What this task involves — Extract all records. Keep each one exact.
______________________________
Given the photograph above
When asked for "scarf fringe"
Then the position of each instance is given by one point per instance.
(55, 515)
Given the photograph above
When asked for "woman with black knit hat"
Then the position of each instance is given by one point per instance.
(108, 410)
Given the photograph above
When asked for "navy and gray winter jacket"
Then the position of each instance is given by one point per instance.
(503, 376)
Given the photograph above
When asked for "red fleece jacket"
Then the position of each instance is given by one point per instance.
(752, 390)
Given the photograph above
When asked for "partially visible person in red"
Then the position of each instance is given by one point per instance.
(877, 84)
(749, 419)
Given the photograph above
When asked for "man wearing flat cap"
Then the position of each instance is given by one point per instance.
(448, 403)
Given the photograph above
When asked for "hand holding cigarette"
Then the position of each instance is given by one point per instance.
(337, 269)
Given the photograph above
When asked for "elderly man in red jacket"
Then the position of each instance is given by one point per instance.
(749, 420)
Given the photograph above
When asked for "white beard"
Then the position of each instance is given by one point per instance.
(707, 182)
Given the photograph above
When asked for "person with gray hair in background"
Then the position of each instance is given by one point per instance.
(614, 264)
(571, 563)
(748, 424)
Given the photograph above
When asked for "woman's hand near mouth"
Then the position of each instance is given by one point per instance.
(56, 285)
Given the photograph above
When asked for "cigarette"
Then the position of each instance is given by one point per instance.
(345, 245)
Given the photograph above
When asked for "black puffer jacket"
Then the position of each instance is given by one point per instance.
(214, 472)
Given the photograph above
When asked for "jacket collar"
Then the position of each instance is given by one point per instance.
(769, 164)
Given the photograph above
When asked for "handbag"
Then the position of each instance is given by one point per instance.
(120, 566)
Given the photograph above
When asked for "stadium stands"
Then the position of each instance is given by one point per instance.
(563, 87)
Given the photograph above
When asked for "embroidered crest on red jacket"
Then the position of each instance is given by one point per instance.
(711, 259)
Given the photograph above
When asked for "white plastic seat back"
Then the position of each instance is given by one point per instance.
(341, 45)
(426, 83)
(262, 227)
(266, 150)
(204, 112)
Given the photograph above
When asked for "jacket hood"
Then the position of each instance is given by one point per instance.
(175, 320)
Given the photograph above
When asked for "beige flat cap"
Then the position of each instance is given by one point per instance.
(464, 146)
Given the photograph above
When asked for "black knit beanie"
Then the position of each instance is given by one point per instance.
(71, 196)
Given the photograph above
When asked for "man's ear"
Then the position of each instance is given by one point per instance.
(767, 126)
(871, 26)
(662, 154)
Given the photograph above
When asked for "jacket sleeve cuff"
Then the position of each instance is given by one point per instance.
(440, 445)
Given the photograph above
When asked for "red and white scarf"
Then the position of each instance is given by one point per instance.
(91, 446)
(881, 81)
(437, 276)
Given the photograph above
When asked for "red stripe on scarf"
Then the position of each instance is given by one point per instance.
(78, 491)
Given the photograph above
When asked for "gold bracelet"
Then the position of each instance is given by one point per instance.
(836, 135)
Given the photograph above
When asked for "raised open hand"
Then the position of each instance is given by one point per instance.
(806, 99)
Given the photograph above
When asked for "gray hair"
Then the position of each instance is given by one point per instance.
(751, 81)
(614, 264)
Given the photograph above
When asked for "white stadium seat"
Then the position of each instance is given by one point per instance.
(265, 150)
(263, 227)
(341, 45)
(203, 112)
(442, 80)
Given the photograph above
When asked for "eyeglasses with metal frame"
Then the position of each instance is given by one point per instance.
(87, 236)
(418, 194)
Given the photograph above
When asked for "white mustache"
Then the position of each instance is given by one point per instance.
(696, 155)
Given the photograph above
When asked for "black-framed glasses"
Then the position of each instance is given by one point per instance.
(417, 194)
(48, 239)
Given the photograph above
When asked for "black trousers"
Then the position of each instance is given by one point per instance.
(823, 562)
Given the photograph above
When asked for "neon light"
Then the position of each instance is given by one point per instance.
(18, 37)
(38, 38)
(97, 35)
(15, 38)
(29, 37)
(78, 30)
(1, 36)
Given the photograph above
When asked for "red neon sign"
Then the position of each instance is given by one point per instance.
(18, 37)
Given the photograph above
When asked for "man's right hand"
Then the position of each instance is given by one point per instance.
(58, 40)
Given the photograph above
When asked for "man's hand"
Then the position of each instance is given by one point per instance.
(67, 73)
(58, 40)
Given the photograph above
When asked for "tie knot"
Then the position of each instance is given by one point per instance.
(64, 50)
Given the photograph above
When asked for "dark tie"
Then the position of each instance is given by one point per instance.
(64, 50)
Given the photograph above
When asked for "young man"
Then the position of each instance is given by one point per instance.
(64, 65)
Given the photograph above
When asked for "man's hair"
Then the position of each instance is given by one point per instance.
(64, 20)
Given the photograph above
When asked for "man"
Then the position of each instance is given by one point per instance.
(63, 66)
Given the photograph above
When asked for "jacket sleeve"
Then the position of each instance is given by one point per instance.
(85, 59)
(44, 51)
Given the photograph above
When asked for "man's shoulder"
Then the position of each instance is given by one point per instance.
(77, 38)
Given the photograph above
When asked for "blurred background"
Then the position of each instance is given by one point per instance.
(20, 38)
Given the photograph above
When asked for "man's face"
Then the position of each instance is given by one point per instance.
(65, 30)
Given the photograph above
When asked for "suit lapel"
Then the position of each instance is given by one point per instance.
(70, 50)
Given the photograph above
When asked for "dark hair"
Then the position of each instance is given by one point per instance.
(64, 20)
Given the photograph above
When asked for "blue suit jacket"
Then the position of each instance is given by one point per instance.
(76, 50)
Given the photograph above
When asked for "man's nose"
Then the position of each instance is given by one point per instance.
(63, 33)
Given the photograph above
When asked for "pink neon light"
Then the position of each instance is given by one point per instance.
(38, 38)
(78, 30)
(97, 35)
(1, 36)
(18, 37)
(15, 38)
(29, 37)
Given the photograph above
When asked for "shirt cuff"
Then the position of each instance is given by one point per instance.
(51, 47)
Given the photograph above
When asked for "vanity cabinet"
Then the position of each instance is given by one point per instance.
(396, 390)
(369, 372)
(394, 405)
______________________________
Correct output —
Given the photograph above
When asked for "scarf fringe"
Then the position of each instance is given by one point per instance.
(55, 515)
Given the photograph above
When asked for "woman with black knit hat"
Then the position of each instance is given by one point per instance.
(108, 410)
Given the photograph above
When asked for "navy and gray winter jacket"
Then the position of each instance is given by one point per instance.
(503, 376)
Given the photograph above
When asked for "red fleece jacket"
Then the position of each instance is given by one point per instance.
(752, 390)
Given the photograph above
When asked for "partially visible person in red"
Then the position of each instance is given by one point per instance.
(877, 84)
(749, 419)
Given the photograph above
When asked for "man wearing flat cap"
Then the position of each instance is given by one point per instance.
(448, 403)
Given the photograph above
When asked for "hand holding cigarette"
Then the position of each instance is given by one point per instance.
(337, 269)
Given the photograph above
When asked for "elderly man in red jacket"
Then the position of each instance is given by one point per instance.
(749, 420)
Given the photograph above
When asked for "white beard"
Then the position of each instance is given by one point per instance.
(707, 182)
Given the photograph above
When asked for "person with gray hair in background"
Then the position of each instance is given by one point per instance.
(614, 264)
(571, 563)
(748, 424)
Given the photograph above
When asked for "woman's hand near mouth"
Then the position of each instance is given by one point per instance.
(56, 285)
Given the photograph above
When asked for "cigarette"
Then the position of each instance is given by one point per instance.
(345, 245)
Given the photograph above
When asked for "black puffer jacket"
Then the position of each instance is given by one point per instance.
(214, 472)
Given the photograph above
When asked for "jacket collar"
Then the position of each instance is given by one point per instance.
(769, 164)
Given the photograph above
When asked for "handbag"
Then the position of each instance is given by one point per instance.
(120, 566)
Given the photograph above
When asked for "stadium stands"
Then the position of each instance is given by one point per instance.
(563, 87)
Given the photograph above
When asked for "embroidered crest on red jacket"
Then the position of each instance is given by one point per instance.
(711, 259)
Given the photograph above
When asked for "white plastic seat back"
Then the position of each instance is given by one point per instance.
(341, 45)
(426, 83)
(262, 227)
(266, 150)
(204, 112)
Given the photograph above
When asked for "jacket hood"
Then the position of each instance is given by one point per instance.
(175, 320)
Given the photograph above
When asked for "beige flat cap"
Then the position of each instance is given by one point per instance.
(464, 146)
Given the photograph above
When asked for "black knit beanie"
Then the position of each instance is given by one point per instance.
(71, 196)
Given the photograph above
When asked for "man's ear"
Then the position of each instance is given by one point per instance.
(767, 126)
(871, 26)
(662, 154)
Given the photograph above
When asked for "jacket sleeve cuff"
Then the position of each instance is given by one point per instance.
(440, 445)
Given the photograph above
When asked for "red and white scarf"
Then the position of each instance is given by one point per instance.
(91, 446)
(881, 81)
(437, 276)
Given the photograph above
When asked for "red stripe on scarf"
Then the position of each instance is given by one point per instance.
(78, 491)
Given the photograph above
When asked for "gold bracelet"
Then the position of each instance is given by one point per instance.
(836, 135)
Given the photograph above
When asked for "raised open hand"
Then the position of each instance is given by one point per instance.
(806, 99)
Given the photograph above
When asked for "gray hair"
Then the position of each instance is given by one point per instance.
(751, 81)
(614, 264)
Given the photograph above
When asked for "white stadium seat"
Then the position of each instance is given by one point per instance.
(265, 150)
(263, 227)
(341, 45)
(203, 112)
(442, 80)
Given the photograph above
When asked for "eyeglasses with metal frame"
Then the position of each instance is given by one point per instance.
(87, 236)
(418, 194)
Given the photograph above
When asked for "white mustache"
Then the position of each instance is given by one point per instance.
(696, 155)
Given the photograph above
When asked for "black-framed glasses"
Then the position of each instance is given by one point per instance.
(417, 194)
(48, 239)
Given the photograph above
When asked for "black trousers"
Then the position of each instance is given by one point per instance.
(823, 562)
Given the photograph above
When asked for "neon light"
Then the position of each instance is given by one point per instance.
(18, 37)
(38, 38)
(97, 35)
(15, 38)
(29, 37)
(78, 30)
(1, 36)
Given the photograph above
When asked for "red neon sign"
Then the position of each instance is given by one point per instance.
(18, 37)
Given the photograph above
When asked for "man's right hand"
Then the position of each instance is given by one point per instance.
(58, 40)
Given the photograph above
When asked for "man's hand"
Then the position of each instance is given by one point per instance.
(67, 73)
(58, 40)
Given the photograph above
When asked for "tie knot"
Then the position of each instance is given by one point per instance.
(64, 50)
Given the photograph above
When asked for "dark tie"
Then the position of each instance is given by one point per instance.
(64, 50)
Given the photograph above
When asked for "young man"
Then the position of each instance is given by one point per instance.
(64, 65)
Given the photograph above
When asked for "man's hair"
Then the position of each instance is given by one point per instance.
(64, 20)
Given the photograph above
When asked for "man"
Then the position of each instance is given by one point per instance.
(63, 66)
Given the photograph above
When asked for "jacket sleeve"
Then the position of each instance is given by one point per instance.
(85, 59)
(44, 51)
Given the photograph above
When asked for "man's shoulder"
Then the position of each instance is given by one point per instance.
(77, 38)
Given the photograph above
When asked for "blurred background"
Then the position of each instance is given by one point per instance.
(20, 38)
Given the photograph above
When asked for "man's face"
Then the position of each instance is given by one point per instance.
(65, 30)
Given the photograph above
When asked for "suit lapel"
Then the position of each instance is given by one point per instance.
(70, 50)
Given the photograph above
When asked for "dark hair"
Then the position of each instance is given by one point per instance.
(64, 20)
Given the photograph above
When asked for "blue suit jacket"
Then the position of each instance is given by one point per instance.
(76, 50)
Given the photograph above
When asked for "man's nose"
Then the position of each instance is given by one point per instance.
(63, 33)
Given the photograph above
When asked for "pink neon light"
Then the position of each instance is given by one point per instance.
(38, 38)
(78, 30)
(97, 35)
(1, 36)
(18, 37)
(15, 38)
(29, 37)
Given the photograph above
When asked for "shirt cuff"
Then the position of each instance is given by one point per instance.
(51, 47)
Given the photograph above
When asked for "vanity cabinet"
Then the position of each instance is given by one point per instance.
(396, 390)
(369, 372)
(394, 405)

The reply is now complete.